_EXERCISE REQUIREMENTS:_ Could you reproduce every one of the records below word for word, leaving out the pictures?

* Begin DATA SUPPLIED *

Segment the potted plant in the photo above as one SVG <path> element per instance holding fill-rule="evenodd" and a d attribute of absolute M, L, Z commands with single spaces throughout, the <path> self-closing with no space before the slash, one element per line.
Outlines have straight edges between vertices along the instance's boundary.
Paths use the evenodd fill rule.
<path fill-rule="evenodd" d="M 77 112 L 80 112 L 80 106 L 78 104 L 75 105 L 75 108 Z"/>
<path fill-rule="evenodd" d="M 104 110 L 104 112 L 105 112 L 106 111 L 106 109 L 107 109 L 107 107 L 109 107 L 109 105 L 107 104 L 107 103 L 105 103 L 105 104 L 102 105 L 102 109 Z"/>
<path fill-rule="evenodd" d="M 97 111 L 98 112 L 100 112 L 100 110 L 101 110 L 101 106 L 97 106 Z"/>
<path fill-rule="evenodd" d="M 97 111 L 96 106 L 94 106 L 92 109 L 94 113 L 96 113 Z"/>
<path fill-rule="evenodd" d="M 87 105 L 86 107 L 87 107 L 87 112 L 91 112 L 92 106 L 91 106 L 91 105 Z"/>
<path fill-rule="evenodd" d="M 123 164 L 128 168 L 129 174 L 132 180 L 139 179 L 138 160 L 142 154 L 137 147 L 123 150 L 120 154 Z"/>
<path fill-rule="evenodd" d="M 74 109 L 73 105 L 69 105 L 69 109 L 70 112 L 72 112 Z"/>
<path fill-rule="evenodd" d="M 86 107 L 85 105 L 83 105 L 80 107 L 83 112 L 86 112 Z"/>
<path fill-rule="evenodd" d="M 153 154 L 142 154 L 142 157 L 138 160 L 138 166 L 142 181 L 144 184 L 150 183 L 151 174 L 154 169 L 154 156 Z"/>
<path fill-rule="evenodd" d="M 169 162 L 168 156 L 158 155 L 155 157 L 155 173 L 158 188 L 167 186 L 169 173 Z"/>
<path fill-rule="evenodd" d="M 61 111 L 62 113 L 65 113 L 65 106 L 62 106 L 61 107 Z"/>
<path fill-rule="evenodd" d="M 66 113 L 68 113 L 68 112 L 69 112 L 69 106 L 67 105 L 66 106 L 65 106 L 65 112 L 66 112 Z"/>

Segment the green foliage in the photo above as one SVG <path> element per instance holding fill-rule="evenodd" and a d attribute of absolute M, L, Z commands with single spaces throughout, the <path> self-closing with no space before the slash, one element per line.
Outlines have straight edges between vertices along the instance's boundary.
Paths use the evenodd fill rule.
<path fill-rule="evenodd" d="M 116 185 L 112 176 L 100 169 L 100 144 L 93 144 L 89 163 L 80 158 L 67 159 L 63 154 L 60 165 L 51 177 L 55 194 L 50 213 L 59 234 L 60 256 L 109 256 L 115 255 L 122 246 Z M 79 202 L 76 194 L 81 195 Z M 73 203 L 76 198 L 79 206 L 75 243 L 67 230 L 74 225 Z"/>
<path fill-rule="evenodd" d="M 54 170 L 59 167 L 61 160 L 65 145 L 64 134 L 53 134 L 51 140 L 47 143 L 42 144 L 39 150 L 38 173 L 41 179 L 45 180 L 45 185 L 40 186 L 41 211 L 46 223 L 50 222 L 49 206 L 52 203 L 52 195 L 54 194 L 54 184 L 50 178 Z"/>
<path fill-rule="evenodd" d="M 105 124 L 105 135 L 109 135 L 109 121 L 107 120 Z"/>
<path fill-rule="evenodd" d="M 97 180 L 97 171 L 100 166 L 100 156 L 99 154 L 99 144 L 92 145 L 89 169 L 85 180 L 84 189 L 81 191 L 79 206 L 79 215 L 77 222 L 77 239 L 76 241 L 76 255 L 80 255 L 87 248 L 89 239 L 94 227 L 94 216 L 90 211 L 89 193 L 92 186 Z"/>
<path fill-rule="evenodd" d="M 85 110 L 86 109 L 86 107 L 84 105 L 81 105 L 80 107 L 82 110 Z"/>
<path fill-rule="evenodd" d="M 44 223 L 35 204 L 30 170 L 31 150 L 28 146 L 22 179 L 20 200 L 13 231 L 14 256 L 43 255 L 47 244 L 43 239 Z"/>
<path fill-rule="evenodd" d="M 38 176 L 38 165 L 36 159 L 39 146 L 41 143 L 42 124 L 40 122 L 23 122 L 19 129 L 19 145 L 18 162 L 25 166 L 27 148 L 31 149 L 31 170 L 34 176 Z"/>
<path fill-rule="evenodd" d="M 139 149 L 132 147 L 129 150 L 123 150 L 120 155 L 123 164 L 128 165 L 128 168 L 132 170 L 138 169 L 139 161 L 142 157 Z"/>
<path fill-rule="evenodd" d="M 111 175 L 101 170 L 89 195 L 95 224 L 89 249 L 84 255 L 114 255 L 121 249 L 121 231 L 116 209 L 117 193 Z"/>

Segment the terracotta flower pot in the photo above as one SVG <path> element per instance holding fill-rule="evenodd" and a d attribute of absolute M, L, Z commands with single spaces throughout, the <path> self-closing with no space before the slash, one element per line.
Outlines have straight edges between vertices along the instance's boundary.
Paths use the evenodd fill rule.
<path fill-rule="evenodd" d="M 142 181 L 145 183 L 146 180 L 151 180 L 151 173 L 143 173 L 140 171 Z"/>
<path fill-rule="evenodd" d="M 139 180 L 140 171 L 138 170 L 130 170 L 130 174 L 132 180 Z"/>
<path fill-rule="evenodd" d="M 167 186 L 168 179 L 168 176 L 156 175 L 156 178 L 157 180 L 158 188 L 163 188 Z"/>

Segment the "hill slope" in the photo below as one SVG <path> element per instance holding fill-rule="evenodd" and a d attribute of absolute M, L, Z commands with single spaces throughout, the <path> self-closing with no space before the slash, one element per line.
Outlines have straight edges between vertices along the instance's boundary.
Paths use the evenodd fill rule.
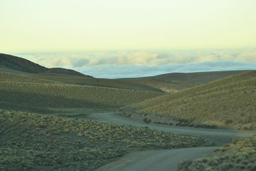
<path fill-rule="evenodd" d="M 24 78 L 26 75 L 27 77 L 24 78 L 26 80 L 28 80 L 28 76 L 29 76 L 51 82 L 54 81 L 68 84 L 163 92 L 160 89 L 138 83 L 113 79 L 95 78 L 72 70 L 61 68 L 47 68 L 27 59 L 3 54 L 0 54 L 0 71 L 2 71 L 1 75 L 3 72 L 20 74 L 16 76 L 13 75 L 13 78 L 9 77 L 9 78 L 13 80 L 14 77 L 17 78 L 20 76 Z M 18 79 L 20 80 L 21 78 Z M 32 78 L 29 78 L 30 80 L 32 79 Z M 33 82 L 35 81 L 34 79 Z M 38 80 L 38 81 L 41 82 L 42 80 Z"/>
<path fill-rule="evenodd" d="M 224 71 L 189 73 L 172 73 L 148 77 L 122 78 L 120 80 L 147 85 L 165 92 L 175 93 L 246 71 Z"/>
<path fill-rule="evenodd" d="M 92 77 L 72 70 L 61 68 L 47 68 L 26 59 L 4 54 L 0 54 L 0 68 L 26 73 L 56 73 Z"/>
<path fill-rule="evenodd" d="M 79 109 L 79 112 L 84 113 L 86 108 L 115 110 L 163 94 L 153 91 L 63 84 L 3 73 L 0 73 L 0 103 L 1 108 L 8 110 L 39 113 L 68 110 L 71 113 L 69 110 Z"/>
<path fill-rule="evenodd" d="M 152 98 L 120 111 L 165 117 L 178 125 L 255 130 L 255 97 L 256 71 L 252 71 Z"/>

* End DATA SUPPLIED *

_THE SOLUTION:_
Segment the potted plant in the photo above as one SVG <path> element per instance holding fill-rule="evenodd" and a d attribute of absolute M, L, Z commands with single spaces throughout, the <path> self-closing with no space before the slash, one element per line.
Outlines have straight edges between vertices along the instance's boundary.
Paths use the evenodd fill rule.
<path fill-rule="evenodd" d="M 77 112 L 80 112 L 80 106 L 78 104 L 75 105 L 75 108 Z"/>
<path fill-rule="evenodd" d="M 104 110 L 104 112 L 105 112 L 106 111 L 106 109 L 107 109 L 107 107 L 109 107 L 109 105 L 107 104 L 107 103 L 105 103 L 105 104 L 102 105 L 102 109 Z"/>
<path fill-rule="evenodd" d="M 97 111 L 98 112 L 100 112 L 100 110 L 101 110 L 101 106 L 97 106 Z"/>
<path fill-rule="evenodd" d="M 97 111 L 96 106 L 94 106 L 92 109 L 94 113 L 96 113 Z"/>
<path fill-rule="evenodd" d="M 87 105 L 86 107 L 87 107 L 87 112 L 91 112 L 92 106 L 91 106 L 91 105 Z"/>
<path fill-rule="evenodd" d="M 123 164 L 128 168 L 129 174 L 132 180 L 139 179 L 138 160 L 142 154 L 137 147 L 123 150 L 120 154 Z"/>
<path fill-rule="evenodd" d="M 74 109 L 73 105 L 69 105 L 69 109 L 70 112 L 72 112 Z"/>
<path fill-rule="evenodd" d="M 86 107 L 85 105 L 83 105 L 80 107 L 83 112 L 86 112 Z"/>
<path fill-rule="evenodd" d="M 153 154 L 142 154 L 142 157 L 138 160 L 138 166 L 142 181 L 144 184 L 150 183 L 151 174 L 154 169 L 154 156 Z"/>
<path fill-rule="evenodd" d="M 169 162 L 168 156 L 158 155 L 155 157 L 155 173 L 158 188 L 167 186 L 169 173 Z"/>
<path fill-rule="evenodd" d="M 61 111 L 62 113 L 65 113 L 65 106 L 62 106 L 61 107 Z"/>
<path fill-rule="evenodd" d="M 66 113 L 68 113 L 68 112 L 69 112 L 69 106 L 67 105 L 66 106 L 65 106 L 65 112 L 66 112 Z"/>

Segment the green foliage in the photo above as one SVG <path> element per instance holding fill-rule="evenodd" and a d attribute of absolute M, L, Z commands with single spaces throughout, the <path> self-closing with no space before the slash, one element per line.
Outlines have straight edges between vertices along the instance's boundary.
Paths use the evenodd fill rule.
<path fill-rule="evenodd" d="M 116 185 L 112 176 L 100 169 L 100 144 L 93 144 L 89 163 L 80 158 L 67 159 L 63 154 L 60 165 L 51 177 L 55 194 L 50 213 L 59 234 L 60 256 L 109 256 L 115 255 L 122 246 Z M 79 202 L 76 194 L 81 195 Z M 73 203 L 76 198 L 79 206 L 75 243 L 67 230 L 74 225 Z"/>
<path fill-rule="evenodd" d="M 54 170 L 59 167 L 61 160 L 65 145 L 64 134 L 53 134 L 51 140 L 47 143 L 42 144 L 39 150 L 38 173 L 41 179 L 45 180 L 45 185 L 40 186 L 41 211 L 46 223 L 50 222 L 49 206 L 52 203 L 52 195 L 54 194 L 54 184 L 50 178 Z"/>
<path fill-rule="evenodd" d="M 105 124 L 105 135 L 109 135 L 109 121 L 107 120 Z"/>
<path fill-rule="evenodd" d="M 97 180 L 97 171 L 100 166 L 100 156 L 99 154 L 99 144 L 92 145 L 89 169 L 85 180 L 84 189 L 81 191 L 79 206 L 79 215 L 77 222 L 77 239 L 76 241 L 76 255 L 80 255 L 87 248 L 89 239 L 94 227 L 94 216 L 90 211 L 89 193 L 92 186 Z"/>
<path fill-rule="evenodd" d="M 85 110 L 86 109 L 86 107 L 84 105 L 81 105 L 80 107 L 82 110 Z"/>
<path fill-rule="evenodd" d="M 44 223 L 35 204 L 30 170 L 31 150 L 28 146 L 22 179 L 20 200 L 13 231 L 14 256 L 43 255 L 47 244 L 43 239 Z"/>
<path fill-rule="evenodd" d="M 38 176 L 38 165 L 36 159 L 39 146 L 41 143 L 42 124 L 40 122 L 23 122 L 19 129 L 19 145 L 18 162 L 25 166 L 27 148 L 31 149 L 31 170 L 34 176 Z"/>
<path fill-rule="evenodd" d="M 139 149 L 132 147 L 129 150 L 123 150 L 120 155 L 123 164 L 128 165 L 128 168 L 132 170 L 138 169 L 139 161 L 142 157 Z"/>
<path fill-rule="evenodd" d="M 111 175 L 101 170 L 89 195 L 95 224 L 89 249 L 84 255 L 114 255 L 121 249 L 121 231 L 116 209 L 117 193 Z"/>

Segment the terracotta flower pot in the photo above as one SVG <path> element per instance holding fill-rule="evenodd" and a d attribute of absolute M, L, Z commands with single spaces throughout, the <path> self-closing with no space before the slash, one element per line.
Outlines have straight edges between vertices along the instance's boundary.
Paths use the evenodd fill rule.
<path fill-rule="evenodd" d="M 142 181 L 145 183 L 146 180 L 151 180 L 151 173 L 143 173 L 140 171 Z"/>
<path fill-rule="evenodd" d="M 139 180 L 140 171 L 138 170 L 130 170 L 130 174 L 132 180 Z"/>
<path fill-rule="evenodd" d="M 167 186 L 168 179 L 168 176 L 156 175 L 156 178 L 157 180 L 158 188 L 163 188 Z"/>

Segment the "hill slope" in the photo below as one SVG <path> element per instance holding fill-rule="evenodd" and a d attribute of absolute M, L, Z commands with single spaces throughout, the <path> self-closing with no space before the slash, one element per line.
Outlines have straight edges between vertices along the instance's boundary.
Paths use the evenodd fill rule.
<path fill-rule="evenodd" d="M 24 78 L 26 75 L 27 77 L 24 78 L 26 80 L 28 80 L 28 76 L 29 76 L 51 82 L 54 81 L 68 84 L 163 92 L 160 89 L 138 83 L 113 79 L 95 78 L 72 70 L 61 68 L 47 68 L 27 59 L 3 54 L 0 54 L 0 71 L 2 71 L 1 75 L 3 72 L 20 74 L 16 76 L 13 75 L 13 78 L 9 77 L 9 78 L 13 80 L 14 77 L 17 78 L 20 76 Z M 18 79 L 20 80 L 21 78 Z M 32 78 L 29 78 L 30 80 L 32 79 Z M 33 82 L 35 81 L 34 79 Z M 38 80 L 38 81 L 41 82 L 42 80 Z"/>
<path fill-rule="evenodd" d="M 224 71 L 189 73 L 172 73 L 148 77 L 122 78 L 120 80 L 147 85 L 165 92 L 175 93 L 246 71 Z"/>
<path fill-rule="evenodd" d="M 92 77 L 72 70 L 61 68 L 47 68 L 26 59 L 4 54 L 0 54 L 0 68 L 26 73 L 56 73 Z"/>
<path fill-rule="evenodd" d="M 79 109 L 79 112 L 84 113 L 86 108 L 115 110 L 163 94 L 153 91 L 63 84 L 3 73 L 0 73 L 0 103 L 1 108 L 8 110 L 39 113 L 68 110 L 71 113 L 69 110 Z"/>
<path fill-rule="evenodd" d="M 152 98 L 120 111 L 165 117 L 178 125 L 255 130 L 255 97 L 256 71 L 252 71 Z"/>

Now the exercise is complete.